- **Task objective**
Go to the line containing "the white cloud" in the listing below and retype it and every later line exactly, down to the last.

- **The records**
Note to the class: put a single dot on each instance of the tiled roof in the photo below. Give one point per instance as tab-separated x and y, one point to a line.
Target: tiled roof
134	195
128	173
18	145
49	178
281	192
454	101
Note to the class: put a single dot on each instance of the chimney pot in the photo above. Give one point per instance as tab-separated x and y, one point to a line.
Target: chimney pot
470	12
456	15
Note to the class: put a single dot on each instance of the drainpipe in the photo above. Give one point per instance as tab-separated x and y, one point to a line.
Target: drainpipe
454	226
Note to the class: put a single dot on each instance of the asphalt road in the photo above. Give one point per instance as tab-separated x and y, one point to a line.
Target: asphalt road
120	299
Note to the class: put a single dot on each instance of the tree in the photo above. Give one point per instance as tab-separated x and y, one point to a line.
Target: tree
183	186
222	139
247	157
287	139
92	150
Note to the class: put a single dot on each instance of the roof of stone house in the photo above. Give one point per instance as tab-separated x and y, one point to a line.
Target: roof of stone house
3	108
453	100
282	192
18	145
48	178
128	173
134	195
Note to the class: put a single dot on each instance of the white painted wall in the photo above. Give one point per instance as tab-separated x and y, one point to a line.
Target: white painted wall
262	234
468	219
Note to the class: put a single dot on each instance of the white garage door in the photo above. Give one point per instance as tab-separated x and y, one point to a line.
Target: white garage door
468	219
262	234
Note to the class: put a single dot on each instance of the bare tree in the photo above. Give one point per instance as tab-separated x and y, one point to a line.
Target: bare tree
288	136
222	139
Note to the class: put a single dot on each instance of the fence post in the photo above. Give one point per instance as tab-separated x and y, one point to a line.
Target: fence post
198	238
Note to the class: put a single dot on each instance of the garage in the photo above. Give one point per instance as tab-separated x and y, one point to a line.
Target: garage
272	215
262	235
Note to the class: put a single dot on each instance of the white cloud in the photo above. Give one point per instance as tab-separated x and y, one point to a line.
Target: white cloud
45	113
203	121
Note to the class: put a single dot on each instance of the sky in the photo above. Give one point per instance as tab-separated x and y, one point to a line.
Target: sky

- **Answer for this exercise**
Note to the class: put a single dot on each instance of the white cloud in the photo above. Give one point per instance as tab-separated x and y, one point to a line.
Target: white cloud
45	113
203	121
Note to the class: put a single dot on each instance of the sky in the photo above. Give one point per instance as tab-separated x and y, one point to a line.
Target: sky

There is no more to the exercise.